To do.
1. Repeat the stretch of the hospital closure article from "The 48-bed hospital" through "chronic financial problems.", word for word.
2. Pick up the article on the Colusa hospital closure after its last sentence and write the next part.

Selected text.
+--

News  |  By Doug Desjardins  
   April 13, 2016

The 48-bed hospital is closing due to financial trouble, but will "continue its efforts during the next three to six months to seek potential buyers," its CEO says.

Colusa Regional Medical Center and its three affiliated health clinics will shut down on April 22 due to chronic financial problems.

The 48-bed rural hospital cited problems similar to Saddleback Memorial Medical Center in San Clemente, which plans to close on May 31 after years of financial problems caused by low patient volume. Colusa Regional Interim CEO and Chief Restructuring Officer Wayne Allen announced plans to close the hospital and its three clinics in a posting on the hospital's website. Allen could not be reached for comment.

"Colusa Regional Medical Center regrets to inform its community of our pending closure of the hospital on April 22, 2016. This includes our clinics in Arbuckle, Colusa, and Williams," Allen stated. "During the last three years, it has become increasingly more difficult for a small community hospital to financially survive." The nearest full-service hospital to Colusa—which is located 65 miles north of Sacramento—is in Marysville almost 30 miles away.

Allen, who was hired as interim CEO in March, said Colusa Regional has "established a plan for the transfer of the healthcare of our patients to other neighboring medical providers and the orderly shutdown of our business to assure continued patient care, quality, and safety." According to Capital Public Radio, Allen said hospital officials are currently in talks with five hospital groups interested in buying Colusa Regional and that it will "continue its efforts during the next three to six months to seek potential buyers for the hospital."

+--

Extracted entries.
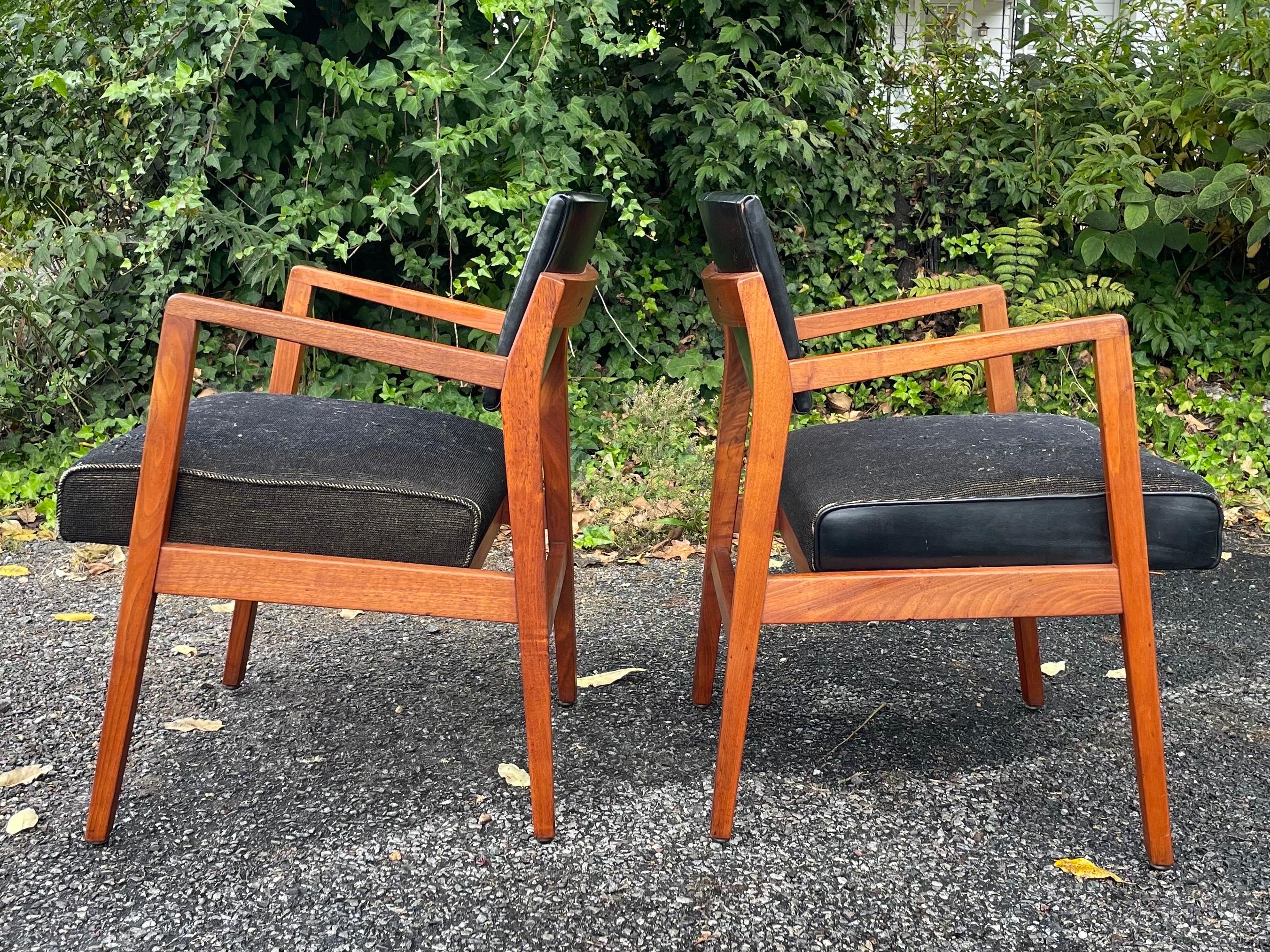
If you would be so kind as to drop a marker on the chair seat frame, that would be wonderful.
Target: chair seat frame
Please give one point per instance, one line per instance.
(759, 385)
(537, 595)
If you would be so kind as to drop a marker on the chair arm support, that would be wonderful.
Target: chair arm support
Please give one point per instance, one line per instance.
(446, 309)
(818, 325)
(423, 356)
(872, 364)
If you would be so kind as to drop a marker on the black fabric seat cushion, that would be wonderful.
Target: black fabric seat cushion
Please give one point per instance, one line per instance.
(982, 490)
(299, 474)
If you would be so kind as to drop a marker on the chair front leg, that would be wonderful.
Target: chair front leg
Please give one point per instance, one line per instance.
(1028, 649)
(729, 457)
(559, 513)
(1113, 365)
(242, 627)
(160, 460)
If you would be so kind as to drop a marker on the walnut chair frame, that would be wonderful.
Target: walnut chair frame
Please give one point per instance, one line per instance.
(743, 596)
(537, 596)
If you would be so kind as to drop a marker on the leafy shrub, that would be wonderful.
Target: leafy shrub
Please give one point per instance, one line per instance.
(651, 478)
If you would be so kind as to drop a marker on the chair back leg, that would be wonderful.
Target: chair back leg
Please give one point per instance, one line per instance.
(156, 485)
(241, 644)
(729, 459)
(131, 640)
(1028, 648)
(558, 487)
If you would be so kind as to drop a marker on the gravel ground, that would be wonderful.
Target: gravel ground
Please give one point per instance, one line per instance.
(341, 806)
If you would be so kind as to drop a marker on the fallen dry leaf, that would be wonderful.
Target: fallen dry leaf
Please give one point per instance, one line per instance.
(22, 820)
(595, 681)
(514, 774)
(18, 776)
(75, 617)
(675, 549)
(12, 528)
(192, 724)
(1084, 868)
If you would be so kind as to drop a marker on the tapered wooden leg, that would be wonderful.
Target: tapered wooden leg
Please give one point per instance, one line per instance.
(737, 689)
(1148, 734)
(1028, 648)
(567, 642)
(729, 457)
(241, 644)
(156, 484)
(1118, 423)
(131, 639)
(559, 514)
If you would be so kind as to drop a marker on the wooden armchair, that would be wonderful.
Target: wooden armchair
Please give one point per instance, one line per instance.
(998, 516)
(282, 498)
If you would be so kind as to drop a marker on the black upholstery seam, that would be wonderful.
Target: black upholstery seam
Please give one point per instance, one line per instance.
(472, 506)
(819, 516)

+--

Responses by task.
1.
The 48-bed hospital is closing due to financial trouble, but will "continue its efforts during the next three to six months to seek potential buyers," its CEO says.

Colusa Regional Medical Center and its three affiliated health clinics will shut down on April 22 due to chronic financial problems.

2.
Colusa Regional has been attempting to reduce costs in recent months and on April 1 closed its birthing center. Hospital officials said the birthing center delivered approximately 140 babies each year, with most mothers covered by Medi-Cal. The hospital hoped to save up to $1 million per year by closing the birthing center.

When the decision to close the birthing center was announced in January, former CEO Walt Beck said that "rural communities have seen their hospitals go away. It's really a crisis throughout the country." At the time, Beck said Colusa Regional was not in danger of closing but that the hospital was struggling under "increased regulations" and "unfunded mandates" in addition to low Medicare and Medi-Cal reimbursements and declining inpatient volume. Colusa Regional reported a loss of $4.8 million for its fiscal year that ended March 31, 2015 and had 222 full-time employees at the time.

Colusa Regional is scheduled to close about one month before Saddleback Memorial in San Clemente. The 73-bed hospital announced in February that it will shut down on May 31 following years of financial problems caused mainly by declining patient volume. Hospital officials said its daily inpatient census is about 10 patients per day and that few surgeries are performed at the hospital.

Saddleback officials had been discussing plans to build a new outpatient and urgent care center to replace the hospital but the San Clemente City Council voted in January to rezone the hospital property so that the site could only be used for an acute care hospital, which derailed those plans.

Analysts say the upcoming closure of Colusa Regional and Saddleback Memorial San Clemente isn't part of a trend but reflects changes in healthcare that put smaller hospitals at a disadvantage. "There is no reason to expect a sudden rash of hospital closures in California, since nothing has changed in the financial or economic environment to make this a sudden trend," said Gerald Kominski, Director of the UCLA Center for Health Policy Research. "Inpatient hospital capacity has been slowly contracting for almost three decades so I see these closures as part of that long-term, gradual contraction."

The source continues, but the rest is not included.